┌─ Source excerpt

For electrolytic pickling in acid it is known that in a laboratory scale,
where the voltage between the electrolyte and a steel specimen is
controlled by a reference electrode, the pickling process can be
controlled to selective pickling of the oxide layer and the chromium
depleted zone , respectively. This method cannot be used in industrial
scale for a continuous pickling process for strip with a heterogeneous
chemical potential, because material with oxide would be fed into the
pickling bath simultaneously with a completely pickled material being fed
out of the bath.
Electrolytical pickling by alternating current and mineral acids or mixed
acids as electrolyte is a known old technique described in the Swedish
patent 132 298 among others. In examples a method used for static pieces
to be pickled, e. g. plates hanging in the acid, is described. One of the
plates can be one of the electrodes, which subsequently will also be
pickled. It is also mentioned in the description to use several plates in
the same electrolyte, alternatingly connected to the power source.
Further, there are examples, where the centre conductor principle with
liquid contact between electrode and plate is used. However, they
recommend that the strip should not be used as a centre conductor and
liquid contact, instead the product to be pickled (the strip) should be
connected as an electrode. There is not any special description of how to
do this connection.
For a person skilled in the art it would be natural to connect the power
supply via sliding contacts, metal rolls or the like. The mentioned patent
says that the electrode material is preferably stainless material. Then a
problem is that stainless electrodes, which are preferred in said patent,
are consumed in the same proportion and speed as the pickled product (the
strip) and a high consumption of electrodes will give problems in
continuous processes. Furthermore acid is consumed for the pickling of
electrodes. Further a non-negligible potential decrease will be obtained
between stainless electrodes and the electrolyte, which gives problems
with increased temperature of the electrolyte, contrary to what is stated
in the mentioned patent.
A known technique for continuous passage of strip horizontally through
electrolytic baths is to use open baths, where the strip is pressed below
the electrolyte surface by guiding rolls, which must be isolated by
rubber, plastic or the like. The open baths involve environmental
problems. As the strips can be more or less unflat, both longitudinally
and widthwise, and their surfaces can have certain defects and
irregularities, the rolls are exposed to both chemical attack and
mechanical wear and all this requires exchanges of the rolls and
subsequently production stops.

└─

## [Stated problem]
Pick up the text on electrolytic pickling of steel strip after its last sentence and keep writing it.

┌─ Supplied information

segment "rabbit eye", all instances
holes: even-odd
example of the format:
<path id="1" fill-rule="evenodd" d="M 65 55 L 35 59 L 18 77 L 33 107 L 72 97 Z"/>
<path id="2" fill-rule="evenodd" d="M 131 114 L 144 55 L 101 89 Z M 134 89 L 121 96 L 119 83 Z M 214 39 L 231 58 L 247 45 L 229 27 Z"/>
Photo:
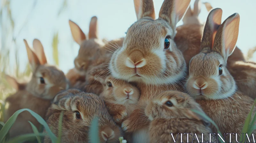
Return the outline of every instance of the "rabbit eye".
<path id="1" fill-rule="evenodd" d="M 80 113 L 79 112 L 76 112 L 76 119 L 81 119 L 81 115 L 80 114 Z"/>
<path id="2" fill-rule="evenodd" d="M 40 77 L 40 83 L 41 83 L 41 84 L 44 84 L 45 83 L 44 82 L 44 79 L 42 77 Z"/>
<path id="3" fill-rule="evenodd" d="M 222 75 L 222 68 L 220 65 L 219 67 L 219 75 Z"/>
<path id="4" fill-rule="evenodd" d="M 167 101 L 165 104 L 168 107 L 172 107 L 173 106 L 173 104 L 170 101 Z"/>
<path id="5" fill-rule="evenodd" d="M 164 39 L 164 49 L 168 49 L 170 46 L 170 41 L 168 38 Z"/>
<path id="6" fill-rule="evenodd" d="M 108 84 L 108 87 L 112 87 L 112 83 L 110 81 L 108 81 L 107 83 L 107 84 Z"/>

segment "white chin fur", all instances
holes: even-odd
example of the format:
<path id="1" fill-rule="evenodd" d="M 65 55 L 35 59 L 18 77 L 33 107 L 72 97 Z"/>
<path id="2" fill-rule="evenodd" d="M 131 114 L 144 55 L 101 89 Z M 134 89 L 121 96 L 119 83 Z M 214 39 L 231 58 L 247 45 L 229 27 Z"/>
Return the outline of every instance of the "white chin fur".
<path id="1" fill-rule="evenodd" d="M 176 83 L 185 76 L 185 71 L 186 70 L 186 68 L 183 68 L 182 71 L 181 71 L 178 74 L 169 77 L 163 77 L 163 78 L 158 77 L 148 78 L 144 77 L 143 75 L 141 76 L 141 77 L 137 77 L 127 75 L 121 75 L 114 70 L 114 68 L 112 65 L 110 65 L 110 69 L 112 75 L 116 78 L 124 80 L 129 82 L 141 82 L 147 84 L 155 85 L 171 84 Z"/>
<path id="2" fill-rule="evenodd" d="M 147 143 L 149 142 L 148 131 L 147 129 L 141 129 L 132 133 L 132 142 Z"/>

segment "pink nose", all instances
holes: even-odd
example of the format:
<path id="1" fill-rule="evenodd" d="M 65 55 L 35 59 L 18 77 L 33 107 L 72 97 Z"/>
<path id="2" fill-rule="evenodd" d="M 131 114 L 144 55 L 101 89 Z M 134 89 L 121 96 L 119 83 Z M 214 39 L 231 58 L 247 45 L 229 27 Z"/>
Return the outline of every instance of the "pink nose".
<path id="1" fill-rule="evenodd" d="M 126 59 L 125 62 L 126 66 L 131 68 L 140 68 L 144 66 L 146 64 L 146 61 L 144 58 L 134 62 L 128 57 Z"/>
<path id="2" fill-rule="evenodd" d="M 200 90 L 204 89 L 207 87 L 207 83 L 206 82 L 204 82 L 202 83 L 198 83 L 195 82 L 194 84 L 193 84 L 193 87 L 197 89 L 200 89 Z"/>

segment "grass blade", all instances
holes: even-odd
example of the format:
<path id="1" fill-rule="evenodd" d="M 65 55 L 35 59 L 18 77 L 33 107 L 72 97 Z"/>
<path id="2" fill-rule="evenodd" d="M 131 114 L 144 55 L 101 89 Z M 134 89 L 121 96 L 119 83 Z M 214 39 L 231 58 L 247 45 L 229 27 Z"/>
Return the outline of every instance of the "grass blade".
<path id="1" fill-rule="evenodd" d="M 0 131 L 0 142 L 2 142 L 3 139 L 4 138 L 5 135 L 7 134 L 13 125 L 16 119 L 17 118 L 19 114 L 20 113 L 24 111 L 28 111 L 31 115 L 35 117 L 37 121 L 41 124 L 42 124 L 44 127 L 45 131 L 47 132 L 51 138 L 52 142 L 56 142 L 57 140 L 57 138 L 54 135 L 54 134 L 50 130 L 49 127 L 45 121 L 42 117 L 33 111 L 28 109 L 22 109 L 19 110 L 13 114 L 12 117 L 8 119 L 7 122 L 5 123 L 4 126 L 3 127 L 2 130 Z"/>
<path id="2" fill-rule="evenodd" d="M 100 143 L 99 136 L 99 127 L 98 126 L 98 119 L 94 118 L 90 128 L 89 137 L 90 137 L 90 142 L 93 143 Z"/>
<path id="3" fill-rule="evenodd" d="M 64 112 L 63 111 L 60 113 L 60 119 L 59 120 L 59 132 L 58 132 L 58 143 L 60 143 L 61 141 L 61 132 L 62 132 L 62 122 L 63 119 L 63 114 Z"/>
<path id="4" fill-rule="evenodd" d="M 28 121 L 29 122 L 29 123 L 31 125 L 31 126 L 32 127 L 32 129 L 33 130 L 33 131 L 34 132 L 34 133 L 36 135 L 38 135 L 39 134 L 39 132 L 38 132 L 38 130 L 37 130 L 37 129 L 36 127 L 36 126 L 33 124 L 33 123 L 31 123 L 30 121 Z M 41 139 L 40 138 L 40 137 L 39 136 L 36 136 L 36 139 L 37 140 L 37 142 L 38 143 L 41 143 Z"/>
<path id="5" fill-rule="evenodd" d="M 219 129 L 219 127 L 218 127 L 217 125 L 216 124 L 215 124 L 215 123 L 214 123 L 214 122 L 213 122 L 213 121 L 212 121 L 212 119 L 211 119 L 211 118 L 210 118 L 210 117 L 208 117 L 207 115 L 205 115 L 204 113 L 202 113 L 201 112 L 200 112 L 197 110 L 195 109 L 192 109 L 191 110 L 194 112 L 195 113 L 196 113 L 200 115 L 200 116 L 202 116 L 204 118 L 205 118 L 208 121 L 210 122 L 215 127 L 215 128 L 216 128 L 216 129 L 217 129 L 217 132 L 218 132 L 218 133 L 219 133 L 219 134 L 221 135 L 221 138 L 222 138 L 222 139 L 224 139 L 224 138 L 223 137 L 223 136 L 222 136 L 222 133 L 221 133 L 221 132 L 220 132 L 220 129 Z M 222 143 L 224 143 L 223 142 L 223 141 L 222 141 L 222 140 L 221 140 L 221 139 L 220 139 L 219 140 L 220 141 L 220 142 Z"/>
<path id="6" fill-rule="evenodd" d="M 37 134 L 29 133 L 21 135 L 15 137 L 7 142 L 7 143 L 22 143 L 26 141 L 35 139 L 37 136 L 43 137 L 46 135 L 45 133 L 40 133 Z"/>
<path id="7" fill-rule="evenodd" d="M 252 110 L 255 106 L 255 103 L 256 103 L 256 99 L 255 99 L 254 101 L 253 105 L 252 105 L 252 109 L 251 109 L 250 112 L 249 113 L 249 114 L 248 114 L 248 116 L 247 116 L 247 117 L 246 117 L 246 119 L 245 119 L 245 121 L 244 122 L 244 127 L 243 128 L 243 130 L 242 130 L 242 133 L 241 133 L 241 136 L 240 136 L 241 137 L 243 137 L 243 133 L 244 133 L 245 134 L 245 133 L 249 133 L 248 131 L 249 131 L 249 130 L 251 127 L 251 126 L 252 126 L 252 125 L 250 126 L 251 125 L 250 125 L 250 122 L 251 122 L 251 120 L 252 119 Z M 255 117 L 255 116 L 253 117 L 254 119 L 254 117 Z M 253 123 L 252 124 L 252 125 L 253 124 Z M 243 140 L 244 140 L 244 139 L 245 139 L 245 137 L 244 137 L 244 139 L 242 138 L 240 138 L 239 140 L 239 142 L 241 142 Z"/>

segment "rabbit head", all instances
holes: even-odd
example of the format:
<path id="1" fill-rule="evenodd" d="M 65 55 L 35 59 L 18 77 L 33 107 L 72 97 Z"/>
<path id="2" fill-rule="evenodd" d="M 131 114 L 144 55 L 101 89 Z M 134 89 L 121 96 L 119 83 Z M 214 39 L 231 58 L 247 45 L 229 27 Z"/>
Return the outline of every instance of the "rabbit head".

└─

## [Expected answer]
Another known technique is to feed the strip into an opening in the wall of
the bath and tighten from the inside with couples of opposed steel rolls,
dressed with rubber or plastic etc., at the bath wall. As a consequence,
the rolls , which must have a great diameter to level any knobs and dents
in the strip, are closely pressed against the strip surface to tighten any
leak of strong process solution through the wall opening or in the crevice
between the rolls and the strip. Further, the roll coating often is
exposed to solutions of high temperature, which causes a faster break down
of the coating. Thus, the wear of the coating of the rolls can be big, and
the exchanging of the rolls causes long process stops and breaks of
production flows.
In common, the prior art bath constructions have tightening means, being
fully or partly immersed in the process solution and having the function
to guide the position of the strip. In summary, the greatest problems with
the known technique for passage of a strip in a pickling bath are
immense wear of the tightening means (the roll coating) both mechanically,
due to the surface condition of the strip and the knobs and dents in the
strip surface, and chemically, due to strong process solutions, e. g.
strong acids, at high temperatures
drift stop for exchange of rolls.
The object of the invention is to provide a total solution of the process
technical problems in pickling of stainless steel strips, particularly of
high alloy stainless steel, which pass continuously in an electrolytic
bath, and to attain both a clean pickled surface and the correct surface
composition and still meet both productional and environmental demands as
to prevent any leak of strong process solutions and reaction products. The
invention is a solution of these problems.
SUMMARY OF THE INVENTION
According to the present invention, there is provided a device and method
thereof for electrolytic pickling of a metal. The device includes an
electrolyte bath having an electrochemical cell and an electrolyte
circulating through a closed system. The electrochemical cell has two cell
halves and two electrodes, each cell half containing one of the
electrodes. The electrodes have opposite polarities and are chemically
resistant to the electrolyte. Viewing the device from the bottom on up,
there is located one of the electrodes, a crevice, the metal, another
crevice and the other electrode. Preferably, means for tightening the
metal as it passes through the electrochemical cell are also provided. The
electrolytic pickling is accomplished by passing an electrical current
from one electrode, through the bordering crevice, through the metal,
through the other crevice and to the other electrode.
The invention can be used in a separate pickling line for strips having
uncoiler/recoiler or for plates fed into the pickling device via a roller
table. The invention can also be a part of a continuous
rolling/annealing/pickling line, alternatively an annealing/pickling line.
As several stages in a complete pickling line are well-known , e. g.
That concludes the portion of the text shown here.